YOUR GOAL: Quote word for word the lines below, from the line containing "Performance-review request: for every instance of the red tail" through the end of the entries.

§

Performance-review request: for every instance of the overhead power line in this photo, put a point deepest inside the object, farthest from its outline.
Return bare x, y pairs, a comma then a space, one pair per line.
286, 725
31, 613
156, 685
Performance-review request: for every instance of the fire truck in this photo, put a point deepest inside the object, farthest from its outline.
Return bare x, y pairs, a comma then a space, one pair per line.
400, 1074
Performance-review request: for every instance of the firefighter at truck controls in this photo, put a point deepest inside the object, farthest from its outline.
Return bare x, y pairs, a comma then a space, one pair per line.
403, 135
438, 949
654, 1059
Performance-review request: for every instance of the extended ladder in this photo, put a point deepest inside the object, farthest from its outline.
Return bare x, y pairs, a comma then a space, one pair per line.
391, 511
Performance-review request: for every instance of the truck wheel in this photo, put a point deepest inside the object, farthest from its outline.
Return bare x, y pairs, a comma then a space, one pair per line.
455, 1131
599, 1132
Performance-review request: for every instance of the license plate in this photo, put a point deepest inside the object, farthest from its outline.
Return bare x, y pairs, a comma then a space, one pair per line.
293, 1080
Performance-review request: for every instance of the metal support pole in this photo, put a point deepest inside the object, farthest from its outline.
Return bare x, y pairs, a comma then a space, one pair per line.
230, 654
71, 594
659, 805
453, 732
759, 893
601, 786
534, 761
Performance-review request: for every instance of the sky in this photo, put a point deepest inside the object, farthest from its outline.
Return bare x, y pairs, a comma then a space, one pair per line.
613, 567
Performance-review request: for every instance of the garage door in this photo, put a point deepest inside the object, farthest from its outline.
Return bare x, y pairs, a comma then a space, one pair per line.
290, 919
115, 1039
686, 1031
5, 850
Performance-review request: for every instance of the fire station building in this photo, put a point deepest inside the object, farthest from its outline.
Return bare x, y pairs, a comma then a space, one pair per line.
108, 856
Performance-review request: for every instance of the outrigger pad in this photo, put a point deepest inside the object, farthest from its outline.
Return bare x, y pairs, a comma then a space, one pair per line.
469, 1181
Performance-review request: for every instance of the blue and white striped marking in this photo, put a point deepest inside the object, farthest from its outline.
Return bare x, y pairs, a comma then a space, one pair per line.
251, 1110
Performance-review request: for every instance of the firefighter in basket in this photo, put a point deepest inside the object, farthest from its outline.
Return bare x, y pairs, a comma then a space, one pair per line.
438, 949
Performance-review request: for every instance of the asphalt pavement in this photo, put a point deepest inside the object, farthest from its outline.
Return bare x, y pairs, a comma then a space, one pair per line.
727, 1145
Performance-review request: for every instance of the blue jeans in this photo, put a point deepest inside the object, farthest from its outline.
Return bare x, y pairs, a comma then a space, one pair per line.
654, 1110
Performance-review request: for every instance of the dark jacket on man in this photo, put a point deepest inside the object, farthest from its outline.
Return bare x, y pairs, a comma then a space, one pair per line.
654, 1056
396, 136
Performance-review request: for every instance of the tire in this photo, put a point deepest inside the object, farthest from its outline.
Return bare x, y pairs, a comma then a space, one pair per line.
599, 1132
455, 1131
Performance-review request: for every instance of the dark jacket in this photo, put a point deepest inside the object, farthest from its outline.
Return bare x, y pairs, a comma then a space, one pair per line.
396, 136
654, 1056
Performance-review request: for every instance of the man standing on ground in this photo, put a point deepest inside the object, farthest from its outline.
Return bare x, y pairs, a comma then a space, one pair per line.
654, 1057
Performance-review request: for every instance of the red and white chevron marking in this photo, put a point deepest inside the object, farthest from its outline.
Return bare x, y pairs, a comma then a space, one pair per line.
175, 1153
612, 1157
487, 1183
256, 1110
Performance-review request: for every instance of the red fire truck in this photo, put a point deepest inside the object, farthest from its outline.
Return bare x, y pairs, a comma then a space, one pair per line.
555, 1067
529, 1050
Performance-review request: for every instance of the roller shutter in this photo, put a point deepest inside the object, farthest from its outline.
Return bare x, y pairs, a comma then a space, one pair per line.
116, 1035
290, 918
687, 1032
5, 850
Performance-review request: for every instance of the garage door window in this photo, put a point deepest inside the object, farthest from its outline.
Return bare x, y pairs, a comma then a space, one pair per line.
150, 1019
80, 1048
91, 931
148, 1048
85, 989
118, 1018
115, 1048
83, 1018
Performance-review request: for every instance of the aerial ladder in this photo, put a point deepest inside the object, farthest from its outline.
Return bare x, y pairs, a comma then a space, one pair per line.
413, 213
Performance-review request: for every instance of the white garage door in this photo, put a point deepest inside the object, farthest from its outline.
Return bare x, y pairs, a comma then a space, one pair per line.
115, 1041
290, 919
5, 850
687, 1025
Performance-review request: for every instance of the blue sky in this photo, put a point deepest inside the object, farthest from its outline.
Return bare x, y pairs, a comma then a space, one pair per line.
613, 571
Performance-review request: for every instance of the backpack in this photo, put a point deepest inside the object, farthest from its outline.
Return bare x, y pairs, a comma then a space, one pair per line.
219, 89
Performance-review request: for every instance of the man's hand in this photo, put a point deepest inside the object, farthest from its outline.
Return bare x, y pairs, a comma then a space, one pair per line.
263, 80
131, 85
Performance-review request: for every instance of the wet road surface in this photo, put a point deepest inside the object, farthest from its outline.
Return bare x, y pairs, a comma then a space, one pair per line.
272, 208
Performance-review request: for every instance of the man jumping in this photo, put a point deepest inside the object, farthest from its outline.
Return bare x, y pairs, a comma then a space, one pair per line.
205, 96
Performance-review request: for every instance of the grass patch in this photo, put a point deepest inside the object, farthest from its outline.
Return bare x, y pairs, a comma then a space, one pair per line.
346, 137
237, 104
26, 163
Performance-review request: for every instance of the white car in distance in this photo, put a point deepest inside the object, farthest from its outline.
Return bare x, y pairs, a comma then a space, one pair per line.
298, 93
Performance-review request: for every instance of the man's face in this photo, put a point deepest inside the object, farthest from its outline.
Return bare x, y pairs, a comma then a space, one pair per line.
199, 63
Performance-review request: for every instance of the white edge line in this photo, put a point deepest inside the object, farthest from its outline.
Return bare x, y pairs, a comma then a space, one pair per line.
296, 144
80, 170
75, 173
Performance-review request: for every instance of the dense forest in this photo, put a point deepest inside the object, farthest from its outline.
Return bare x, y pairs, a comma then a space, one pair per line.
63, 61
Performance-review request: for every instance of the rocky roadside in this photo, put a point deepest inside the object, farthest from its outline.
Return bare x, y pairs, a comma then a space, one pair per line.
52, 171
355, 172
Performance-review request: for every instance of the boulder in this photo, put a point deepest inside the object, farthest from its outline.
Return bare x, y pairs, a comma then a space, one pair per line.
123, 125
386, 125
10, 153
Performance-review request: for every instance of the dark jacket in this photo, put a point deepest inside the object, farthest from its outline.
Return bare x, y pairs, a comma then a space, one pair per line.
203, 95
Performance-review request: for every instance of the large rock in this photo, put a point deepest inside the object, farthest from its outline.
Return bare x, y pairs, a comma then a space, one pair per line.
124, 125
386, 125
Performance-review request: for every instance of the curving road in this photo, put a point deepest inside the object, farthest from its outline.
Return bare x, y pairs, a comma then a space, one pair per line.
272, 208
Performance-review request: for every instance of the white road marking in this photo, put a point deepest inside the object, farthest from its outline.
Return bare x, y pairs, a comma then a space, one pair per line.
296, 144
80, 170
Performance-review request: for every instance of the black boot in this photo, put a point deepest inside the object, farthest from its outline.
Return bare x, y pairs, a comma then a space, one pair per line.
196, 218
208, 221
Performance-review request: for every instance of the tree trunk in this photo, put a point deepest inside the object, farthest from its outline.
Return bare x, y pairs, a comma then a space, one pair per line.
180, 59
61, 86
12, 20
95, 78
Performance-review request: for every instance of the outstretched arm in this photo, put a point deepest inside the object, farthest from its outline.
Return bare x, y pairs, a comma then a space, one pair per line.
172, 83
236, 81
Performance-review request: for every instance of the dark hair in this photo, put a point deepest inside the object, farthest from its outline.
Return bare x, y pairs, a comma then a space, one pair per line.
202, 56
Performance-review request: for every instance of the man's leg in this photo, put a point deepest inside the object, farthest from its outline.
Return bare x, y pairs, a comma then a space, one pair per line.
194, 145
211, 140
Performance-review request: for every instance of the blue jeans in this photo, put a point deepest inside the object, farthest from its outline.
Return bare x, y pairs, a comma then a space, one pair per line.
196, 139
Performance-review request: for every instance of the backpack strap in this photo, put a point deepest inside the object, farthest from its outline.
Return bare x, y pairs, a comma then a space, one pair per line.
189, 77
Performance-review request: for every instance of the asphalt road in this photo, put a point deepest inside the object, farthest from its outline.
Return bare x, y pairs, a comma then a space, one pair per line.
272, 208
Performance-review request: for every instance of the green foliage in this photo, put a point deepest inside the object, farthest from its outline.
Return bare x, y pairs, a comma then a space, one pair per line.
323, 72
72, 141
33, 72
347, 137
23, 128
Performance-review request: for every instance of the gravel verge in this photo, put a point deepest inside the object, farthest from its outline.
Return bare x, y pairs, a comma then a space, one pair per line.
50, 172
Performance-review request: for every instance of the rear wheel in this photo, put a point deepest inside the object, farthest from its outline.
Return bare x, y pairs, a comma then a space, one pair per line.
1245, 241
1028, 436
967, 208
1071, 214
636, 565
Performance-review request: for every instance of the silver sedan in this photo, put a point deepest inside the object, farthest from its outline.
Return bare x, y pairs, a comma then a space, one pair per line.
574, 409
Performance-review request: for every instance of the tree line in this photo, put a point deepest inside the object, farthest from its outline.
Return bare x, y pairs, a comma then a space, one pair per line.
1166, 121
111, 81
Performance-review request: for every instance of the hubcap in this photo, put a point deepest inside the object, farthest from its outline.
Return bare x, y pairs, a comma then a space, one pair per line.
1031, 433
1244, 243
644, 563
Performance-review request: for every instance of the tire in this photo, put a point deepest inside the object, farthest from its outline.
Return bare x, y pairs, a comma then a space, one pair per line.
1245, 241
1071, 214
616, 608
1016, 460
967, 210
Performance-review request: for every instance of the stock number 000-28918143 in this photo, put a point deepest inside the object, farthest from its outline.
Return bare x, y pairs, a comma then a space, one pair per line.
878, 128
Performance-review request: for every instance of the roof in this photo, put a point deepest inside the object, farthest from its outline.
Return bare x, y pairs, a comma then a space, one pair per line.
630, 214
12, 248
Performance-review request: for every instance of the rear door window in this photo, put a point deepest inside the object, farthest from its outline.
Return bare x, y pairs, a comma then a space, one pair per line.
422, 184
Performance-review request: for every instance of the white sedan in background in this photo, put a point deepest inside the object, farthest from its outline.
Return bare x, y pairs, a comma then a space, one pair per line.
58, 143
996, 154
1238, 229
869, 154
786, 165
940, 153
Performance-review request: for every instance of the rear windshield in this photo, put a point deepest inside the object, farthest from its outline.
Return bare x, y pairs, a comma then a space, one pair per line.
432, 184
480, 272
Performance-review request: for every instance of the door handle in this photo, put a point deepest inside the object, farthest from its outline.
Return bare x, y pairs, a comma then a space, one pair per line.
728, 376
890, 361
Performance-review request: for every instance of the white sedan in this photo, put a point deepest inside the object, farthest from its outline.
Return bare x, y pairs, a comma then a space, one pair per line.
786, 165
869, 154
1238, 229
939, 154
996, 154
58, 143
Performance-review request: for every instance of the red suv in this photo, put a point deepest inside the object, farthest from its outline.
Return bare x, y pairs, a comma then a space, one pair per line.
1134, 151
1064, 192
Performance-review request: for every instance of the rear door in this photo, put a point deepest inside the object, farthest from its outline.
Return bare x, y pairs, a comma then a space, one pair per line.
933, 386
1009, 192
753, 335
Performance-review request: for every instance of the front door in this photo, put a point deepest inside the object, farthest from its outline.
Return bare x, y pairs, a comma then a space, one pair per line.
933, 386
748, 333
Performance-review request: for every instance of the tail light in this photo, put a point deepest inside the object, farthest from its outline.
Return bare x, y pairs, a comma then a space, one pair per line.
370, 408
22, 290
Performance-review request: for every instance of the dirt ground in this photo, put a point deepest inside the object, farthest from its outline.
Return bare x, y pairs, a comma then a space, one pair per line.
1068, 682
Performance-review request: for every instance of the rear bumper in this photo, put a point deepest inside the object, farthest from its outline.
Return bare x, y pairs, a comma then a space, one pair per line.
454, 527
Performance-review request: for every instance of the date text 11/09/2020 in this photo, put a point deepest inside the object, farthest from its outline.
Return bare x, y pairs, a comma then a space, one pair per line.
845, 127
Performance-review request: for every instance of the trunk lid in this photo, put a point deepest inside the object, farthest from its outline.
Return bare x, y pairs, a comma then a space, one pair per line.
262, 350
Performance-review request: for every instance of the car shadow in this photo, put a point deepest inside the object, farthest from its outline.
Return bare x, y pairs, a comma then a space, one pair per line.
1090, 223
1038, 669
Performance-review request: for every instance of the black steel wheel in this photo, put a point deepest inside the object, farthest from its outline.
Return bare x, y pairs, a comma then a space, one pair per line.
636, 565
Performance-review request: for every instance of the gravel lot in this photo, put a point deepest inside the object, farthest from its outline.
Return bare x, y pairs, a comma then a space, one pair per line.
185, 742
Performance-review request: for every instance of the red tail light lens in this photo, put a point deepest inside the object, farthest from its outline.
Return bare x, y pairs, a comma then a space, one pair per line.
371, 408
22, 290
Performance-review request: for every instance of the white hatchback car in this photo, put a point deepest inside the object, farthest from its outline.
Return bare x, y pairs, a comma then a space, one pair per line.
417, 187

§

THE COMPLETED TASK:
Performance-review request: for every instance of the red tail light lens in this photo, put a point deepest inside the object, farthest from its outline.
Return bare x, y pairs, a comma then a space, one pair per line.
371, 408
22, 290
Performance-review request: for every instance of the white hatchback car in this photo, put a point deepest inside the object, farthest from its outline.
Return bare x, y pairs, a comma then a space, one pair per line.
417, 187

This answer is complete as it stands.